# OBJECTIVE
Rewrite the entries from the line containing "Provide an outline for every instance of the bow" through the line containing "MULTIPOLYGON (((293 239, 327", both included, with "layout" changed to "format" and nothing else altered. Return only those lines.

# GIVEN INFORMATION
•••••
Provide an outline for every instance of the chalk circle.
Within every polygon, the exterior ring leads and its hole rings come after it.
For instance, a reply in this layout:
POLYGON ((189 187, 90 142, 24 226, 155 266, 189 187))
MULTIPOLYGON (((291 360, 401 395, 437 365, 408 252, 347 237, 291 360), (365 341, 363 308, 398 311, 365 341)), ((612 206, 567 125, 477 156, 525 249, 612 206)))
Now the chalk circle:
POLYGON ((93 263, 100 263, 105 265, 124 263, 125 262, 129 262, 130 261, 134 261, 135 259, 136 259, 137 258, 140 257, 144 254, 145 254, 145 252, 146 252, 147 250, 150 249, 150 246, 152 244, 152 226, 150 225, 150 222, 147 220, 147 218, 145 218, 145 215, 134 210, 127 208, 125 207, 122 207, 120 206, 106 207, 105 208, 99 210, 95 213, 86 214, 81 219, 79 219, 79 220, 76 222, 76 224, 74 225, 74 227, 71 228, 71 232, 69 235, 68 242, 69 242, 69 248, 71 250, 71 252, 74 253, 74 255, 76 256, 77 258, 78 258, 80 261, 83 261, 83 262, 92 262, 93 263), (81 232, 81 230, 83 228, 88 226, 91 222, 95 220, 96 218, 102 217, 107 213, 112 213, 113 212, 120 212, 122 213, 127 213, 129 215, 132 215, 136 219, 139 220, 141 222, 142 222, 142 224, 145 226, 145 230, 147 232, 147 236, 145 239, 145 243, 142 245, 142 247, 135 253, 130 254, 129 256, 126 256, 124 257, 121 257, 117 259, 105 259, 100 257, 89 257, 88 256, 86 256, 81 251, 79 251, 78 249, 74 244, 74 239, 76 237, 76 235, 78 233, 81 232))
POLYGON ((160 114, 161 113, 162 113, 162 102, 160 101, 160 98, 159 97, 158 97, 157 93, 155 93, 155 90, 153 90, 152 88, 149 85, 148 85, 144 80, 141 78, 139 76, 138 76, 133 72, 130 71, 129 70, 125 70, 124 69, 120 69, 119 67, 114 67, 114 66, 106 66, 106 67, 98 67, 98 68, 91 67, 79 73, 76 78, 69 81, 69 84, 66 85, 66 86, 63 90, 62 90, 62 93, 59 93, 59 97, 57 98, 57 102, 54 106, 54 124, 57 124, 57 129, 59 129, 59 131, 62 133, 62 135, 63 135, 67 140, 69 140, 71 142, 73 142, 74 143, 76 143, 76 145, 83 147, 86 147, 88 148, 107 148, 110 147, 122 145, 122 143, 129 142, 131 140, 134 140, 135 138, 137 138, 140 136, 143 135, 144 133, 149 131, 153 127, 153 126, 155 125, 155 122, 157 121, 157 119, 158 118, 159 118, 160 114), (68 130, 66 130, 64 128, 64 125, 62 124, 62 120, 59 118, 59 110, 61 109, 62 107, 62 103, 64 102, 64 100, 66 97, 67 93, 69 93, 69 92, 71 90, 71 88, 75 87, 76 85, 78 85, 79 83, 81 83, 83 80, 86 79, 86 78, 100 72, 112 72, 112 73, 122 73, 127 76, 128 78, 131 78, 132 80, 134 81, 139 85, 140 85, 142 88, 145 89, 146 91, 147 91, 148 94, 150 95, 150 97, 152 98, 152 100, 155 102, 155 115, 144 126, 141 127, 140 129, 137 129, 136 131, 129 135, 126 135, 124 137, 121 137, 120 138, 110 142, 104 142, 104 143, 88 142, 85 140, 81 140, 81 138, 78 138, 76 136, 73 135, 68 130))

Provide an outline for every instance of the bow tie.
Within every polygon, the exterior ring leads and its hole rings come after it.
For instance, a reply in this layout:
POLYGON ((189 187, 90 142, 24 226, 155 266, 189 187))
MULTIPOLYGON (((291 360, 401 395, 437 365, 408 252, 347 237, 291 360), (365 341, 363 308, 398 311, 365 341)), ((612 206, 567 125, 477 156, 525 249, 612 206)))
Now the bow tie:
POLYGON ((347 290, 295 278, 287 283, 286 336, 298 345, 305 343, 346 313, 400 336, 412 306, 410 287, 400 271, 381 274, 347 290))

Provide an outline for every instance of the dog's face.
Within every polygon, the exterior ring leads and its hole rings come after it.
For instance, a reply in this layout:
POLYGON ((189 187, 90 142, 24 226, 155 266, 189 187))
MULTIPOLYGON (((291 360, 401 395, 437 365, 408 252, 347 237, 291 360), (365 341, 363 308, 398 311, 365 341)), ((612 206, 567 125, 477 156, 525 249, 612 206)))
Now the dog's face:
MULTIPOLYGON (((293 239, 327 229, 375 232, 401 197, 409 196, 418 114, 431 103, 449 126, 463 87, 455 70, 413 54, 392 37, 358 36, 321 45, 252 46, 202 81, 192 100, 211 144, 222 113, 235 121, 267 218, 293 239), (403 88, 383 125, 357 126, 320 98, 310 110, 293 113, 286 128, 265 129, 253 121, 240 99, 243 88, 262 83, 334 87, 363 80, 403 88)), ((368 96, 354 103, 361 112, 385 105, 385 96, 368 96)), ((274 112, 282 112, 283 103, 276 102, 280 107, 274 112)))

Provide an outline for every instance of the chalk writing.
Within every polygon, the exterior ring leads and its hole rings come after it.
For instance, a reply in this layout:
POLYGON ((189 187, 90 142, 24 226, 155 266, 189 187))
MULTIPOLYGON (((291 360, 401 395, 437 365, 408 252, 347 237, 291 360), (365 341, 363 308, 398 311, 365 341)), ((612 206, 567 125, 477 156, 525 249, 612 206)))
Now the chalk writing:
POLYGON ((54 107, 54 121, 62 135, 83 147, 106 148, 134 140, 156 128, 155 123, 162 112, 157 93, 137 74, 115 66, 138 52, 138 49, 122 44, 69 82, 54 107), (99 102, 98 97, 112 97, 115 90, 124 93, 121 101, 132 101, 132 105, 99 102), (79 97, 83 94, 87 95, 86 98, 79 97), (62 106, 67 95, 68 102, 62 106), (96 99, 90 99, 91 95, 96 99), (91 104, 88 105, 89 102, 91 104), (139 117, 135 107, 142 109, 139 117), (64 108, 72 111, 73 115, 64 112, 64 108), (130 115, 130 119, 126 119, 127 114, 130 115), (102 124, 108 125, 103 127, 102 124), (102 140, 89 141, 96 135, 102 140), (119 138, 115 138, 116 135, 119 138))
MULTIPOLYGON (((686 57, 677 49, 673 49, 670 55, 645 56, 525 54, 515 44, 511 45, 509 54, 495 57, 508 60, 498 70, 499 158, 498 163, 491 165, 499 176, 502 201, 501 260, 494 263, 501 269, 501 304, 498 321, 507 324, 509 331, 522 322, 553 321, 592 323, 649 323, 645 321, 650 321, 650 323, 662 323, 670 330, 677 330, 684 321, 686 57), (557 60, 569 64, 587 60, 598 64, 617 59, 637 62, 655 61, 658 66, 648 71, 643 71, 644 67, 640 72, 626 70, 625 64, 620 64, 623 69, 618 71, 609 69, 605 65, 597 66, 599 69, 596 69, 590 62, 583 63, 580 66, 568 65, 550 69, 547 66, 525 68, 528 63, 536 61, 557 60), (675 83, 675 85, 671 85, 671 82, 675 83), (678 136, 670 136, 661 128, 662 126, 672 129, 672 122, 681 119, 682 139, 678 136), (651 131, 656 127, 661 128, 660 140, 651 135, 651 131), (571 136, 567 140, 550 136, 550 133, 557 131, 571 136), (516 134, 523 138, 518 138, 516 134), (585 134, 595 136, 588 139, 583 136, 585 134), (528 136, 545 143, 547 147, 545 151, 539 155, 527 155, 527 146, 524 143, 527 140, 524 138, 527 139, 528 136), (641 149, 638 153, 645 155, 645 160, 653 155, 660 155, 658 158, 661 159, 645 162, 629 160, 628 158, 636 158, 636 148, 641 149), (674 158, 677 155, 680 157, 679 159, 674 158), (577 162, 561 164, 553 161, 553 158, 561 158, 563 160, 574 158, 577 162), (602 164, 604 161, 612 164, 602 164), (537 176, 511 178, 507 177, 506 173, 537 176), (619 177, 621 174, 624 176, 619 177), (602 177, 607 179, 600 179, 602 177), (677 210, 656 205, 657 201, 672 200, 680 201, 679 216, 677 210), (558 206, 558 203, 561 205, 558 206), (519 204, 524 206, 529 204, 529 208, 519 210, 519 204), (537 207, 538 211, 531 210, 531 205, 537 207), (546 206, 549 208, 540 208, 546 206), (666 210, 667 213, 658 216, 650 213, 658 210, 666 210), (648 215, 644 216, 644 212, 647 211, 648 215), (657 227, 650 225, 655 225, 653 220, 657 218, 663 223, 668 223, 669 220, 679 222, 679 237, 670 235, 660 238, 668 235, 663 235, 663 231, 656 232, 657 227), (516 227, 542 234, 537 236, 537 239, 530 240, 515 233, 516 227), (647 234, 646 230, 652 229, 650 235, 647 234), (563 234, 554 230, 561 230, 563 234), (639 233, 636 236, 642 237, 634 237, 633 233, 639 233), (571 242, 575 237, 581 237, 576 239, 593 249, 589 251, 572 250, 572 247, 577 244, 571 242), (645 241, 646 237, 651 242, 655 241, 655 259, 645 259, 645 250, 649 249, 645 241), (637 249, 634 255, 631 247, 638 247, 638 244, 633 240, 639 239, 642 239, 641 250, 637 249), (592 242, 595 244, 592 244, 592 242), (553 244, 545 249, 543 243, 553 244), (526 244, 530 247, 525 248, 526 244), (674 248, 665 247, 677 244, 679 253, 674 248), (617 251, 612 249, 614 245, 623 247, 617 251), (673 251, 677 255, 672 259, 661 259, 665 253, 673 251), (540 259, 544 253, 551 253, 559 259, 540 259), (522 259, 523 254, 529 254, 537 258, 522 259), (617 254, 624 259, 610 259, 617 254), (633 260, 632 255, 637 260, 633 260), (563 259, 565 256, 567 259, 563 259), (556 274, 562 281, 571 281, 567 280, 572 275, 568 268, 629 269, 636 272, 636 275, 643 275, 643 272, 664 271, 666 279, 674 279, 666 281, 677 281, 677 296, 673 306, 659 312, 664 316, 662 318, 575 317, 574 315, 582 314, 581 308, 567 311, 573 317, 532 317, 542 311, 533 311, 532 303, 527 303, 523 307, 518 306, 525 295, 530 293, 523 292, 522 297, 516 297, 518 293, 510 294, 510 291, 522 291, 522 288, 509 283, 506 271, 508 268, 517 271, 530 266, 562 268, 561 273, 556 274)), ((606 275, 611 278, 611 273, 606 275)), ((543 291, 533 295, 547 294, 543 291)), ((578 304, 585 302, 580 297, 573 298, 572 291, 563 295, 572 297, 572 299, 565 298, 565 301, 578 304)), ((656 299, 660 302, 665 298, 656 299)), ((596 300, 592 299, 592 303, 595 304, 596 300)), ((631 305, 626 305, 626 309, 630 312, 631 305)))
•••••
# RESULT OF THE TASK
Provide an outline for every instance of the bow tie.
Within every polygon, the exterior ring leads and its hole rings come after it.
For instance, a reply in this format:
POLYGON ((189 187, 90 142, 24 226, 155 266, 189 187))
MULTIPOLYGON (((291 360, 401 395, 437 365, 408 252, 347 237, 291 360), (365 341, 363 308, 398 311, 365 341)), ((612 206, 567 125, 477 156, 525 249, 612 206)))
Now the bow tie:
POLYGON ((347 290, 295 278, 287 283, 286 336, 298 345, 305 343, 346 313, 400 336, 412 306, 410 287, 400 271, 381 274, 347 290))

Provide an outline for every instance of the dog's face.
Within every polygon, the exterior ring leads and its hole rings come after it.
For instance, a reply in this format:
POLYGON ((189 187, 90 142, 24 226, 155 266, 189 187))
MULTIPOLYGON (((291 360, 401 395, 437 365, 408 252, 347 237, 291 360), (365 341, 363 308, 398 311, 365 341)), ((612 206, 567 125, 477 156, 525 249, 612 206)))
Now the dog's face:
MULTIPOLYGON (((293 239, 327 229, 375 232, 401 197, 409 196, 418 114, 431 103, 449 126, 463 87, 455 70, 413 54, 392 37, 358 36, 321 45, 252 46, 202 81, 192 100, 211 144, 222 113, 235 121, 267 218, 293 239), (403 88, 383 125, 357 126, 320 98, 310 110, 293 113, 286 128, 265 129, 253 121, 240 99, 243 88, 262 83, 334 87, 363 80, 403 88)), ((368 96, 354 103, 361 112, 385 105, 385 96, 368 96)), ((274 112, 282 112, 283 103, 276 102, 280 107, 274 112)))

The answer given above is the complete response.